» **TASK REQUIREMENTS**:
Lay out every one of the rows below as a numbered list, leaving out blank lines. Do not include the pictures in your answer.

» **Object point labels**:
===

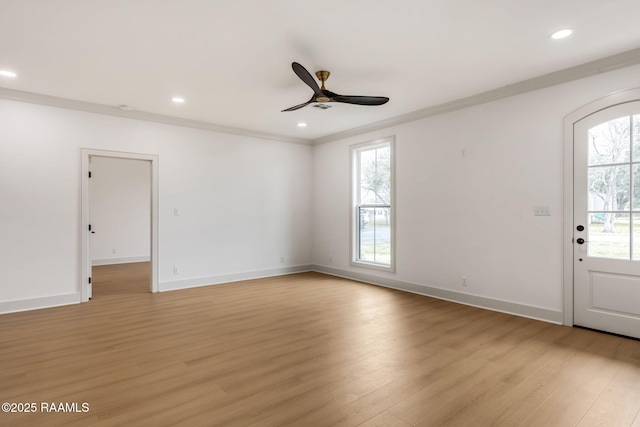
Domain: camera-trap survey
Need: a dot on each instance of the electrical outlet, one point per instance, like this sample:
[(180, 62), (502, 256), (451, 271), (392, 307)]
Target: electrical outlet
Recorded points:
[(542, 210)]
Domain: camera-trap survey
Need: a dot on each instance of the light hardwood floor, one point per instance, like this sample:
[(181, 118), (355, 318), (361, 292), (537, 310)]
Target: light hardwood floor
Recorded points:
[(307, 350)]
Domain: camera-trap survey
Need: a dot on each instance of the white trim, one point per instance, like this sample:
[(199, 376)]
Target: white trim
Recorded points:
[(611, 100), (354, 218), (599, 66), (232, 277), (85, 154), (127, 260), (531, 312), (71, 104), (610, 63), (38, 303)]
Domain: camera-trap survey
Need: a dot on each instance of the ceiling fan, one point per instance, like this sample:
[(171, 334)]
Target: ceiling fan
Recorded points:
[(320, 94)]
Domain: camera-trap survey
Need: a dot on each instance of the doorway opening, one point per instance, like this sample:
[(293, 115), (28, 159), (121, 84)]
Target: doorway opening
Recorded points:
[(119, 227)]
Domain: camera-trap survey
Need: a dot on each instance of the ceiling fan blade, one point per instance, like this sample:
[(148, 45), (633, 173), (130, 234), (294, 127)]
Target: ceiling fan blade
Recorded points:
[(306, 77), (361, 100), (297, 107)]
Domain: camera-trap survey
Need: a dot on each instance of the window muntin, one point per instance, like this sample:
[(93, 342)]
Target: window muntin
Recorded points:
[(372, 190)]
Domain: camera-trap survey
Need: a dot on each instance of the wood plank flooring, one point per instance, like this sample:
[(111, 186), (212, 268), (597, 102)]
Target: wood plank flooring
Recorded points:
[(307, 350)]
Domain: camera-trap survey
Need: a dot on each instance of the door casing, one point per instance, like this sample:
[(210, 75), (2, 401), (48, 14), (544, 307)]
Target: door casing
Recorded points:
[(85, 201), (603, 103)]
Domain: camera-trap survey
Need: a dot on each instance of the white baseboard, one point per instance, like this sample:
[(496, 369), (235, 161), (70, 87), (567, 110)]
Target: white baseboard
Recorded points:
[(127, 260), (228, 278), (38, 303), (537, 313)]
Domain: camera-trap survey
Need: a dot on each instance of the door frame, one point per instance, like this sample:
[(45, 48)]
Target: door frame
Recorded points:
[(611, 100), (85, 200)]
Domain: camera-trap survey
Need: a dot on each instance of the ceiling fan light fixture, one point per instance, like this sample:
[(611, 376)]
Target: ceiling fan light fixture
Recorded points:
[(561, 34)]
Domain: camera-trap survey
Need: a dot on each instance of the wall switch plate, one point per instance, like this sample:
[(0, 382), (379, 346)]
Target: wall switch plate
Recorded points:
[(542, 210)]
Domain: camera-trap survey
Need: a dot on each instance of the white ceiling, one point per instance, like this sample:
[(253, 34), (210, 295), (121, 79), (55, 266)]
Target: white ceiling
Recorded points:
[(231, 60)]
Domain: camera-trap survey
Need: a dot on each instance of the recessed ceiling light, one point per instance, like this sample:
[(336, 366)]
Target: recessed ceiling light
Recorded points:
[(561, 34)]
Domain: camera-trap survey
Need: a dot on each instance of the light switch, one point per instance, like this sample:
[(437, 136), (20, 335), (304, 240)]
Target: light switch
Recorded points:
[(542, 210)]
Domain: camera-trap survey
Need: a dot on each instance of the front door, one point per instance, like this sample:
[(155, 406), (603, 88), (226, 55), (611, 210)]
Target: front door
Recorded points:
[(607, 220)]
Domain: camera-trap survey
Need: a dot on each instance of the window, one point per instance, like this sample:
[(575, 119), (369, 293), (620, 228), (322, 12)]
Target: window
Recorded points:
[(372, 204)]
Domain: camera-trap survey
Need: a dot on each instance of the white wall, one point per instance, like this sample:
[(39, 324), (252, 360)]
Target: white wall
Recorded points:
[(469, 216), (120, 210), (244, 202)]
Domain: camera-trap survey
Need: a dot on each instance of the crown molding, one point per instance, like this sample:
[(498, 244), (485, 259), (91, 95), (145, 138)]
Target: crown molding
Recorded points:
[(610, 63), (54, 101)]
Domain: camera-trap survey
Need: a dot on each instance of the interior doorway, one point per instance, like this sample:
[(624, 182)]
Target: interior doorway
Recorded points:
[(106, 255)]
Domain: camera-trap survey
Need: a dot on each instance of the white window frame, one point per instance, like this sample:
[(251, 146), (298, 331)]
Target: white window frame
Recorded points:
[(355, 204)]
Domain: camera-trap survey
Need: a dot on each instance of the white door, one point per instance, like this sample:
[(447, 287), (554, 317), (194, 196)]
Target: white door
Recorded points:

===

» **CORRECT OUTPUT**:
1. Domain: camera-trap survey
2. Need: a dot on each instance of the electrical outlet, one point per instance, like this sample:
3. [(180, 62), (502, 256), (451, 271), (392, 307)]
4. Target: electrical outlet
5. Recorded points:
6. [(542, 210)]
7. Domain: camera-trap survey
8. Need: a dot on each instance of the light hardwood floor, one point per instance, like this sample:
9. [(181, 118), (355, 318), (361, 292), (537, 310)]
10. Target: light hardwood floor
11. Recorded points:
12. [(307, 350)]
13. Domain: camera-trap survey
14. Need: a dot on each instance of the white trim, one point per instance, like this sample:
15. [(199, 376)]
16. Target: white trim
17. Recorded points:
18. [(611, 100), (354, 218), (599, 66), (232, 277), (85, 154), (127, 260), (531, 312), (71, 104), (610, 63), (38, 303)]
19. Domain: camera-trap survey
20. Need: a dot on each instance of the ceiling fan, one point per instance, like this sample:
21. [(171, 334)]
22. Target: ceiling fan
23. Recorded points:
24. [(320, 94)]
25. Domain: camera-trap survey
26. Need: a dot on each instance of the doorway opening, one point per instance, like this sample:
27. [(293, 115), (28, 159), (121, 84)]
28. Target: doorway opening
29. Recorded points:
30. [(119, 227)]
31. Domain: camera-trap survey
32. Need: a dot on each instance of the ceiling fan blade, one point per instance, like this sample:
33. [(148, 45), (633, 173), (130, 234), (294, 127)]
34. Target: ceiling fan blade
35. Recorded points:
36. [(306, 77), (361, 100), (297, 107)]
37. Domain: camera-trap survey
38. Need: a dot on each instance of the window muntin, one point per instance, like this sample:
39. [(93, 342)]
40. Target: window muntin
41. Recorded points:
42. [(372, 190)]
43. Domain: camera-trap survey
44. Need: a dot on each instance of the wood plank flooring, one point per instance, like this sample:
45. [(111, 186), (212, 268), (597, 102)]
46. Target: wood plank flooring
47. Recorded points:
48. [(307, 350)]
49. Domain: camera-trap survey
50. Need: a dot on each instance of the door casing, one point per instance, like this sample:
51. [(210, 75), (2, 401), (48, 14), (544, 307)]
52. Target: door casing
53. Recorded points:
54. [(85, 201), (603, 103)]
55. Domain: camera-trap survey
56. Need: a dot on each instance of the white baseboard, one point per instance, like this sample:
57. [(496, 369), (235, 161), (70, 87), (567, 110)]
58. Target: white baseboard
59. Recorded points:
60. [(127, 260), (228, 278), (38, 303), (537, 313)]
61. Domain: camera-trap survey
62. Need: a dot on each instance of the door frame, one point per instance, like this sample:
63. [(45, 48)]
64. Target: door frame
65. Recorded points:
66. [(611, 100), (85, 200)]
67. Domain: camera-trap survey
68. Need: a dot on each instance of the ceiling fan light fixture, one point per instance, like this sample:
69. [(611, 376)]
70. Target: ceiling fan light fixture
71. Recorded points:
72. [(561, 34)]
73. Domain: camera-trap survey
74. Need: a dot on each instance of the wall switch plate, one point per instance, like this sample:
75. [(0, 382), (379, 346)]
76. Target: wall switch plate
77. Recorded points:
78. [(542, 210)]
79. Domain: camera-trap survey
80. Need: a dot on each instance of the white ceiling, one point per instance, like this sample:
81. [(253, 34), (210, 295), (121, 79), (55, 266)]
82. Target: white ceiling
83. Recorded points:
84. [(231, 60)]
85. Domain: camera-trap survey
86. Need: a dot on each instance of the recessed ceiling light, one point per instance, like this sample:
87. [(336, 366)]
88. Target: recessed ceiling light
89. Recorded points:
90. [(561, 34)]
91. Domain: camera-trap survey
92. Need: a dot on each instance of the light switch, one point per instance, like this sample:
93. [(437, 136), (20, 335), (304, 240)]
94. Target: light switch
95. Recorded points:
96. [(542, 210)]
97. Domain: camera-trap survey
98. Need: a dot on each instance of the front door, one point per instance, like this sample:
99. [(155, 406), (603, 88), (226, 55), (611, 210)]
100. Target: front door
101. Recorded points:
102. [(607, 220)]
103. Domain: camera-trap survey
104. Need: a dot on each instance of the window, one point per instance, like this sample:
105. [(575, 119), (369, 293), (620, 228), (322, 12)]
106. Target: window
107. Recorded points:
108. [(372, 204)]
109. Domain: camera-trap survey
110. Need: a dot on each instance of the white wall, one point per instance, like this sample:
111. [(39, 324), (252, 360)]
112. Target: white wall
113. Recorded points:
114. [(469, 216), (120, 210), (244, 202)]
115. Domain: camera-trap survey
116. Need: a dot on each instance of the crown molding, one point per instance, like this sample:
117. [(498, 244), (485, 259), (91, 95), (145, 138)]
118. Target: crown molding
119. Recorded points:
120. [(610, 63), (54, 101)]
121. Domain: camera-trap survey
122. Need: a dot on each instance of the interior doorway, one point per instance, like this sample:
123. [(624, 182)]
124. Target: interior doorway
125. Recorded points:
126. [(106, 255)]
127. Domain: camera-trap survey
128. Need: a dot on each instance of the white window frame, one point per instance, like this sample:
129. [(251, 146), (298, 331)]
130. Target: white window frame
131. Recorded points:
132. [(355, 204)]
133. Domain: camera-trap survey
134. Need: a dot on each instance of the white door, one point per instance, like this sample:
135. [(447, 287), (554, 317), (194, 196)]
136. Target: white door
137. Recorded points:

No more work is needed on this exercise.